→ **TASK TO CARRY OUT**
Output the material exactly, but drop every image it holds.

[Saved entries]
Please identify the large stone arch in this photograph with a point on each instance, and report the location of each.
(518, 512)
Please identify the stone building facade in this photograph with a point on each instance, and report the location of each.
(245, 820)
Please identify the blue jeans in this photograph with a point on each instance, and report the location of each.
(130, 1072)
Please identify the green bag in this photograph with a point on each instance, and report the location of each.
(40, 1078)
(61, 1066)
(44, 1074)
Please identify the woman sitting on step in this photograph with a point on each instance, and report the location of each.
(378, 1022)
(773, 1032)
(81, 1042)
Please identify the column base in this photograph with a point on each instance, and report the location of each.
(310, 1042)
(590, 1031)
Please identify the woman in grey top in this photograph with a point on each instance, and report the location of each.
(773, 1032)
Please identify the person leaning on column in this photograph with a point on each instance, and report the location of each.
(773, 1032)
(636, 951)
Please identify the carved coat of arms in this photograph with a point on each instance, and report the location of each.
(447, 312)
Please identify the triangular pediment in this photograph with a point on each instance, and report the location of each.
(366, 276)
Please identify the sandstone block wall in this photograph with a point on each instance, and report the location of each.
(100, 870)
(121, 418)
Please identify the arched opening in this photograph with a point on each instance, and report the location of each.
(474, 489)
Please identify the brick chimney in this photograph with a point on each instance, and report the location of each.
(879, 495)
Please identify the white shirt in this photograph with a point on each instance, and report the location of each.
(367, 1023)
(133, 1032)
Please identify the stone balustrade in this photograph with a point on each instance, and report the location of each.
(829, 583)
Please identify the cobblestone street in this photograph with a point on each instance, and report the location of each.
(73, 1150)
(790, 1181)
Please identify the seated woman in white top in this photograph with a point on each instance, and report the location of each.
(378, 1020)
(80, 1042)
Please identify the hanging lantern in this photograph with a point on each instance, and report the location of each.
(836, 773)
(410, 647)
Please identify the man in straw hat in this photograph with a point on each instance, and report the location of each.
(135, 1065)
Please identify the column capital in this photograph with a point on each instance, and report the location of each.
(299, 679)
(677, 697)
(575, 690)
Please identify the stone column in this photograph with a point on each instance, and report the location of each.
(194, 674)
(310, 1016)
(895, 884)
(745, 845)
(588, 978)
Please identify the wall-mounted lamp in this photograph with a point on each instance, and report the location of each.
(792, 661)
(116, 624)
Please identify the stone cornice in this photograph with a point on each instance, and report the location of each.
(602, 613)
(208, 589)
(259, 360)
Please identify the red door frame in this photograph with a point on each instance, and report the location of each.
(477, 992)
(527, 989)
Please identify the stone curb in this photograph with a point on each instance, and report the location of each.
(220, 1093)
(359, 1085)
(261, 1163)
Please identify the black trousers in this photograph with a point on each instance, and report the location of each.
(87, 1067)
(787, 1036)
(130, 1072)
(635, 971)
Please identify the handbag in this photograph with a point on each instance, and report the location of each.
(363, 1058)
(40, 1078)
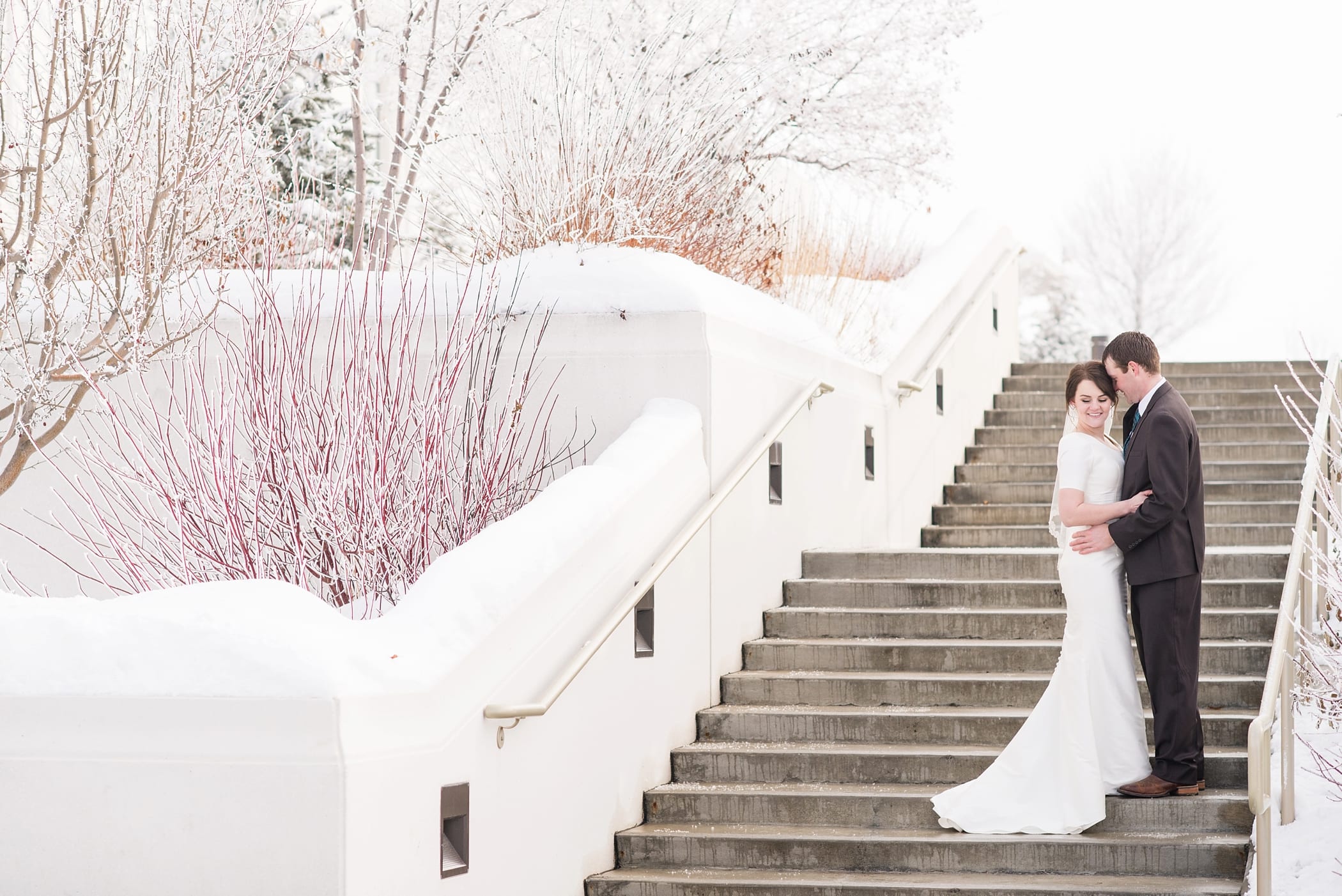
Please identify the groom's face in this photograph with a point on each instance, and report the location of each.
(1125, 378)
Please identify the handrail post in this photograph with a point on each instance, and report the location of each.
(1263, 853)
(1289, 723)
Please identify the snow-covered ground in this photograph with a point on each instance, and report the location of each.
(1306, 853)
(273, 639)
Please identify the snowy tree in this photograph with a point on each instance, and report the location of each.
(1054, 321)
(1145, 243)
(649, 124)
(313, 155)
(128, 163)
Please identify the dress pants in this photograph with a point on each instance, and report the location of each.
(1168, 645)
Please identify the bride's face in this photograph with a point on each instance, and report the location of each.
(1093, 408)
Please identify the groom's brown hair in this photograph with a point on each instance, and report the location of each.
(1134, 346)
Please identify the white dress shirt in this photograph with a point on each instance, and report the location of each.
(1146, 400)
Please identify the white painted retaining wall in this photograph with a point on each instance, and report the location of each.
(334, 789)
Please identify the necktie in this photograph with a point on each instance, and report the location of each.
(1132, 432)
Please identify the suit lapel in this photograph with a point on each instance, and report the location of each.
(1156, 398)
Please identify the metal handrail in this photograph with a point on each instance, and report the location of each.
(1281, 668)
(518, 711)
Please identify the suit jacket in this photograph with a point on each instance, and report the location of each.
(1166, 537)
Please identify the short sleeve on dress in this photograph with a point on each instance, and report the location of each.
(1072, 462)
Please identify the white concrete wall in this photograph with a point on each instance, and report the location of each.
(208, 796)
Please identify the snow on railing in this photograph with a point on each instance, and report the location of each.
(1299, 606)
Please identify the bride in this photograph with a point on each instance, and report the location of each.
(1088, 734)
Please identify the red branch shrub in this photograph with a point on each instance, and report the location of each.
(340, 444)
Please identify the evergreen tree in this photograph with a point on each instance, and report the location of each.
(313, 157)
(1054, 321)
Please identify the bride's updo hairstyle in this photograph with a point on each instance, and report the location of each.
(1095, 372)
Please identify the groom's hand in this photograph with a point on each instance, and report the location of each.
(1095, 538)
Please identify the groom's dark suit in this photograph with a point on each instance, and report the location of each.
(1164, 545)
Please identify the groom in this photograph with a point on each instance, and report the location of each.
(1162, 544)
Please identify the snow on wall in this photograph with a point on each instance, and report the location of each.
(323, 762)
(273, 639)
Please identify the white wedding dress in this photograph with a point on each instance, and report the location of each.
(1088, 734)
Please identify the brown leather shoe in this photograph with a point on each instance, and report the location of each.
(1153, 786)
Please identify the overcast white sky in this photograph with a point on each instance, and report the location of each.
(1250, 93)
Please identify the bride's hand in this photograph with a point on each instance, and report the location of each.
(1136, 500)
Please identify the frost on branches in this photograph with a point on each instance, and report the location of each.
(339, 438)
(128, 161)
(516, 124)
(1318, 695)
(1054, 322)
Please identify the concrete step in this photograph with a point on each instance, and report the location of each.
(1211, 433)
(795, 687)
(909, 808)
(1193, 383)
(1217, 536)
(1216, 511)
(1047, 593)
(1175, 369)
(816, 762)
(1007, 564)
(1043, 493)
(759, 881)
(1219, 471)
(1217, 655)
(775, 847)
(1054, 401)
(985, 726)
(1203, 416)
(996, 622)
(1212, 452)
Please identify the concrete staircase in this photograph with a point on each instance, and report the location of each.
(889, 675)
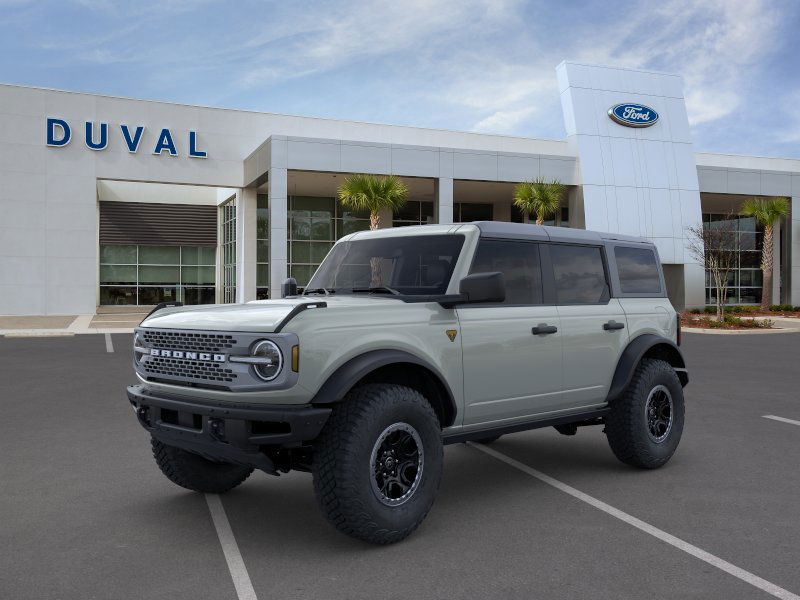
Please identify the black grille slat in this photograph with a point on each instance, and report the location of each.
(193, 342)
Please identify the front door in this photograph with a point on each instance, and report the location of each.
(512, 351)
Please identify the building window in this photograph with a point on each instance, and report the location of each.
(262, 248)
(228, 248)
(414, 212)
(745, 279)
(153, 274)
(314, 225)
(464, 212)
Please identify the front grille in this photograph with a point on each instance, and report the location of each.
(194, 342)
(188, 369)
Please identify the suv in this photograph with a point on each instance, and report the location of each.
(407, 339)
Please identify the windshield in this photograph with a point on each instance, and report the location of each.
(410, 265)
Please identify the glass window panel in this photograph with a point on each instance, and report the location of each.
(579, 273)
(519, 264)
(159, 255)
(156, 295)
(638, 270)
(262, 275)
(262, 251)
(149, 275)
(117, 274)
(117, 295)
(208, 255)
(319, 251)
(301, 252)
(118, 255)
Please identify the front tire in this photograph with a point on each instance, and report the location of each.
(645, 424)
(193, 472)
(378, 463)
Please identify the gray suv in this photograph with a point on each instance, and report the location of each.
(405, 340)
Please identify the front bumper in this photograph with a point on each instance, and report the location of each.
(236, 433)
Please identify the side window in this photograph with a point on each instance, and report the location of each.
(638, 270)
(579, 274)
(519, 264)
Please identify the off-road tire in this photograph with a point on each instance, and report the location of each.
(626, 424)
(342, 467)
(196, 473)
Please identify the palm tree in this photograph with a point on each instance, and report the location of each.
(373, 193)
(766, 211)
(539, 197)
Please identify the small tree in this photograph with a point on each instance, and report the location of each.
(766, 211)
(539, 197)
(714, 246)
(372, 193)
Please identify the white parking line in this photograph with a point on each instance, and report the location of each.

→ **EXERCISE RESULT**
Please identify the large stone arch in this photograph with a point on each instance, and report the location of each.
(518, 512)
Please identify the stone building facade in this photograph with a point on each instance, and report the location of each.
(245, 820)
Please identify the blue jeans in this photograph with a point on each instance, and report the location of each.
(130, 1072)
Please identify the green bag in this photograph with a point on each instance, and report the location of each.
(40, 1078)
(61, 1066)
(44, 1074)
Please identify the woman sitting on step in this photograph with a point on each instance, and report the location of each.
(378, 1022)
(773, 1032)
(81, 1042)
Please identify the column base in this photograph with a point on each instance, and report the location of each.
(310, 1042)
(590, 1031)
Please identify the woman in grey top in this photograph with a point on each instance, and report the location of each.
(773, 1032)
Please identify the person leaning on column in this photograph with a point on each instance, and report the location of each.
(773, 1032)
(636, 951)
Please identify the carved coat of arms in this photograph with a point on each instance, and report the location of each.
(447, 312)
Please identify the triangular pediment in this photograph with a point on each instance, and report the location of each.
(366, 276)
Please identify the sandstone block wall in this photograph with a point on each instance, and report the location of each.
(100, 870)
(121, 418)
Please identify the arched opening in this photograph with a point on each instance, and report the location of each.
(474, 489)
Please identify the brick chimney in this photograph with a point on each instance, and report the location of each.
(879, 495)
Please identify the white shirt in this photograph with a point on each instance, and report the location of each.
(367, 1023)
(133, 1032)
Please identify the stone balustrade in this photograph with a point on each instance, and report the location of each.
(829, 583)
Please identify the cobblestone street in this photograph with a point on each instance, and report the location of each.
(73, 1150)
(790, 1181)
Please identify the seated woman in white top in this photograph with a point on each instance, and report the location of each.
(378, 1020)
(80, 1042)
Please identify the hanging lantern in this photograph with a point on each instance, and report the location of each.
(836, 773)
(410, 647)
Please identify the man in straw hat in this photograph with a point on each instance, and report the location of each.
(135, 1065)
Please identify the column capital in this photograph with a point on each instance, and report the location of each.
(299, 679)
(677, 697)
(575, 690)
Please identify the stone column in this photograph with a point on each instance, and report the location of each.
(194, 674)
(310, 1016)
(895, 884)
(745, 845)
(588, 978)
Please identify the wall-mounted lamp in this photograph with a point on each instance, and report the location of each.
(792, 661)
(116, 624)
Please identify the stone cornice in this photograph with a point on each instance, and report the location of each.
(602, 613)
(208, 589)
(259, 360)
Please identify the red door frame in this photograph with a point on each instance, and report the location of each.
(477, 992)
(527, 989)
Please identify the stone curb in this photograph with a point on each instance, and report the location of each.
(220, 1093)
(359, 1085)
(261, 1163)
Please identify the black trousers in this photograph with a point on each instance, and report the location of each.
(87, 1067)
(787, 1036)
(130, 1072)
(635, 971)
Please identify the handbag in this photograph with a point on each instance, and report the location of each.
(363, 1058)
(40, 1078)
Please identify the groom's face in this photograph with a point on each instance, and report the location of each.
(1125, 378)
Please identify the handrail post in this photograph with a point on each instance, and report the location of each.
(1263, 853)
(1289, 723)
Please identify the snow-covered ground in this photograph with a point on each instance, and report the location of each.
(1306, 853)
(273, 639)
Please identify the snowy tree in this photograph with a point on each instance, and report the location of each.
(1054, 321)
(1145, 243)
(649, 124)
(313, 155)
(128, 163)
Please identify the dress pants in this photograph with a point on each instance, and report the location of each.
(1168, 645)
Please identify the bride's face in this photograph with a point on each instance, and report the location of each.
(1093, 408)
Please identify the groom's brown hair in this photograph with a point on each instance, and report the location of each.
(1134, 346)
Please identify the white dress shirt in this photograph with a point on each instance, and report the location of each.
(1146, 400)
Please identify the white painted retaining wall in this photograph with a point on each instance, and report the location of each.
(334, 789)
Please identify the necktie in this photograph with a point on each instance, and report the location of each.
(1132, 432)
Please identify the suit lapel in this photograph with a point on each instance, and report the location of each.
(1156, 398)
Please identify the metal handrail in this photograph with a point on each instance, and report the location of each.
(1281, 668)
(518, 711)
Please identify the suit jacket in this photograph with a point on each instance, and report the location of each.
(1166, 537)
Please identify the short sleeve on dress in this photograph with a point on each instance, and report the location of each.
(1072, 462)
Please identify the white concrete wall in this photograph with a point on each instance, and report the location of each.
(208, 796)
Please identify the snow on railing in this photograph with a point on each instance, and report the location of each.
(1299, 606)
Please identify the bride in this photograph with a point on each instance, and report the location of each.
(1088, 734)
Please identify the red branch shrub in this photograph with a point on each instance, and report the location of each.
(340, 444)
Please identify the evergreen tree in this photograph with a point on each instance, and report the location of each.
(313, 157)
(1054, 321)
Please identify the bride's updo hairstyle in this photograph with a point on each instance, and report the location of each.
(1095, 372)
Please identify the groom's hand in this photograph with a point on each instance, and report the location of each.
(1095, 538)
Please identify the groom's dark suit in this photograph with a point on each instance, and report the location of each.
(1164, 545)
Please identify the groom in this photograph with a point on each instance, and report the location of each.
(1162, 544)
Please identify the snow on wall in this photograph with a point on each instance, and report the location of each.
(323, 762)
(273, 639)
Please identify the white wedding dress in this photograph with a point on each instance, and report the location of each.
(1088, 734)
Please identify the brown leather shoe in this photograph with a point on each instance, and report the location of each.
(1153, 786)
Please identify the overcast white sky in this photograph with a point on each instance, and report the location of each.
(1250, 93)
Please identify the bride's hand in this photograph with a point on each instance, and report the location of each.
(1136, 500)
Please identify the frost on branches in this photograph with a point on each instance, and report the location of each.
(339, 438)
(128, 161)
(516, 124)
(1318, 695)
(1054, 322)
Please identify the concrete step in this photograph with a point on each instance, and report the location of each.
(1211, 433)
(795, 687)
(909, 808)
(1193, 383)
(1217, 536)
(1216, 511)
(1047, 593)
(1175, 369)
(816, 762)
(1007, 564)
(1043, 493)
(759, 881)
(1219, 471)
(1217, 655)
(775, 847)
(1054, 401)
(985, 726)
(1203, 416)
(996, 622)
(1212, 452)
Please identify the concrete staircase in this photograph with a point on each instance, and report the location of each.
(889, 675)
Please identify the black grille slat in this photograph with a point on each instance, and report the location of each.
(193, 342)
Please identify the front door in this photograph with a point on each instance, and report the location of each.
(512, 351)
Please identify the building window in this photograph with a point on each instance, and report the location of each.
(262, 248)
(228, 248)
(414, 212)
(745, 279)
(153, 274)
(314, 225)
(464, 212)
Please identify the front grille in this photograph with a point on each instance, and report the location of each.
(194, 342)
(188, 369)
Please identify the suv in this photograph with a point on each instance, and report the location of each.
(407, 339)
Please identify the windshield in this photograph with a point on each instance, and report the location of each.
(410, 265)
Please identify the glass window panel in this photograph with a point on each instance, and report the location of each.
(579, 273)
(519, 264)
(159, 255)
(156, 295)
(638, 270)
(262, 275)
(262, 251)
(149, 275)
(117, 274)
(117, 295)
(208, 255)
(319, 251)
(301, 252)
(118, 255)
Please identify the front tire in this photograph with a point on each instance, and report the location of each.
(645, 424)
(193, 472)
(378, 463)
Please identify the gray suv in this photograph with a point on each instance, and report the location of each.
(405, 340)
Please identify the front bumper in this photograph with a point on each instance, and report the location of each.
(236, 433)
Please identify the side window in this photograph with a point on each instance, and report the location of each.
(638, 270)
(579, 274)
(519, 264)
Please identify the off-road tire in this photograph with a point on each instance, and report the location of each.
(626, 424)
(342, 467)
(196, 473)
Please identify the palm tree in this photograph with a point on each instance, and report the location of each.
(373, 193)
(766, 211)
(539, 197)
Please identify the small tree in this photograph with a point on each instance, and report the location of each.
(766, 211)
(539, 197)
(714, 246)
(372, 193)
Please identify the white parking line in this photograph with a point on each instance, and report the location of each.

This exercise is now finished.